───── Excerpted records

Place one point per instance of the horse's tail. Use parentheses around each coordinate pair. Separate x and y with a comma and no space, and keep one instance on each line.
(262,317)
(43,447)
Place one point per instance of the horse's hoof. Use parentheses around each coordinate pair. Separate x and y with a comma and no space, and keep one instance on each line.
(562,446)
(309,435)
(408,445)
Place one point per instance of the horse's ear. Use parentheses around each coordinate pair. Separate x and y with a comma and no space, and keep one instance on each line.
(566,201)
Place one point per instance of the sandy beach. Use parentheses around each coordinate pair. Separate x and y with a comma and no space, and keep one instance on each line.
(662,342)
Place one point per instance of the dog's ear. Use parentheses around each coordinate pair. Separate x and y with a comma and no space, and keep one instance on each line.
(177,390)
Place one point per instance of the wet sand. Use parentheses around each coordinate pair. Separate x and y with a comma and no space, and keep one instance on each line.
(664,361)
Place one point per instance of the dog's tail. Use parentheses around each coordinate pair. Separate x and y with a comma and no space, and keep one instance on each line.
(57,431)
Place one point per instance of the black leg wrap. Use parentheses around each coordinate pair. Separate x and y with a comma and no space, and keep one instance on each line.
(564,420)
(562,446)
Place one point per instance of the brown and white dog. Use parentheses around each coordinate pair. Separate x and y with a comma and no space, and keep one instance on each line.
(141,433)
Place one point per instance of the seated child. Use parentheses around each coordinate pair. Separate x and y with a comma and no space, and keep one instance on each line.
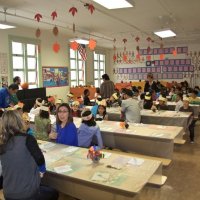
(187,108)
(101,112)
(114,100)
(26,120)
(43,124)
(161,104)
(179,101)
(193,98)
(88,132)
(86,100)
(75,109)
(36,109)
(148,102)
(97,93)
(70,98)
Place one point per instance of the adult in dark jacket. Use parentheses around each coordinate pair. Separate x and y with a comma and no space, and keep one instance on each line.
(107,88)
(150,85)
(22,162)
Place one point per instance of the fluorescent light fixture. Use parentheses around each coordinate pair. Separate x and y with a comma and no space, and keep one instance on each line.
(114,4)
(6,25)
(165,33)
(80,40)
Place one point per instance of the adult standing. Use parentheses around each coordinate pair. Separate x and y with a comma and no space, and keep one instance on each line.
(22,161)
(14,99)
(107,87)
(17,80)
(150,85)
(6,94)
(130,108)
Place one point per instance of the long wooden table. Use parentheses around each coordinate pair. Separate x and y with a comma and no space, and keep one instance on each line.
(146,139)
(162,117)
(171,105)
(70,172)
(152,140)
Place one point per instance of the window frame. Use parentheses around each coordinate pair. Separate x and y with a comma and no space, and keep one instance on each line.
(77,69)
(99,70)
(25,70)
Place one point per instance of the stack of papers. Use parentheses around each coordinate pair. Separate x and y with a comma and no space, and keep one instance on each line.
(70,149)
(63,169)
(135,161)
(100,176)
(47,145)
(118,163)
(107,155)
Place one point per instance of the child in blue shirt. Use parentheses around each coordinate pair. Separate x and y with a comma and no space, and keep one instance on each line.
(66,132)
(89,133)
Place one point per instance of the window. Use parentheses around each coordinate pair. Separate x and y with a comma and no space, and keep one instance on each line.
(77,69)
(24,61)
(99,68)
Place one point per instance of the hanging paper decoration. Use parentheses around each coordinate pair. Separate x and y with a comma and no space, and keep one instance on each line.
(37,33)
(38,16)
(125,57)
(54,15)
(148,58)
(137,47)
(148,48)
(73,10)
(55,30)
(138,57)
(162,56)
(74,45)
(161,44)
(56,47)
(114,48)
(114,57)
(124,40)
(91,8)
(92,44)
(174,52)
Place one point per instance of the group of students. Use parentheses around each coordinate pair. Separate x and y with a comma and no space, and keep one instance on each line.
(19,148)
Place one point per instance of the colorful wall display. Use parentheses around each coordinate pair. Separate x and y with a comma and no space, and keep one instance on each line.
(162,69)
(55,76)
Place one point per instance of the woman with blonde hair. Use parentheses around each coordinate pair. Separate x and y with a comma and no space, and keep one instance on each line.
(22,161)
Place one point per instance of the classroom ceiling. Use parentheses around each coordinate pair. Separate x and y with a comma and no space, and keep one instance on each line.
(104,25)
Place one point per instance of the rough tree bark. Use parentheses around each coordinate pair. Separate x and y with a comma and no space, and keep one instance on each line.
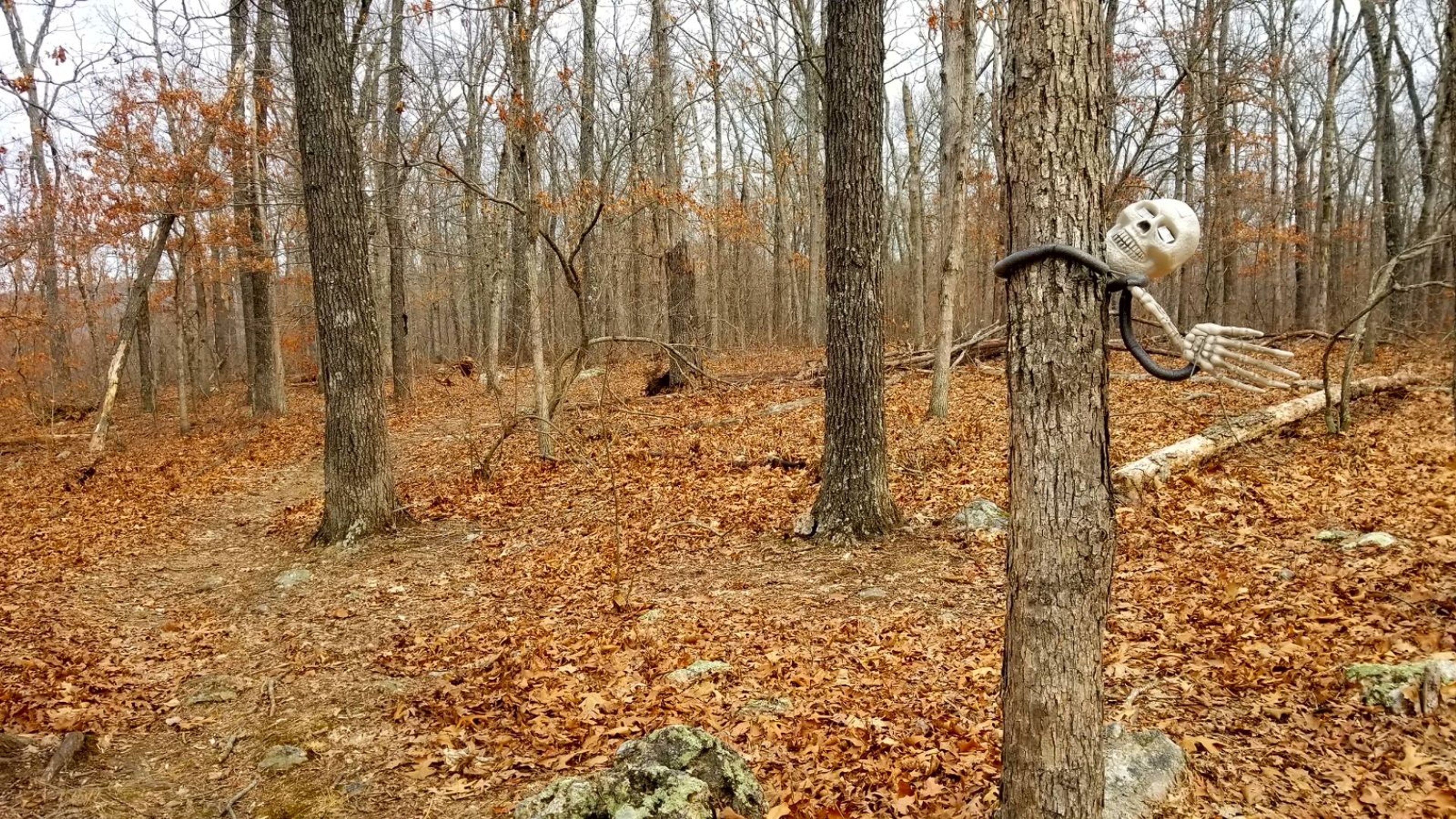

──────────

■ Exercise requirements
How many lines in the listing above contain the word "papers"? Reply with the number alone.

■ Answer to the exercise
1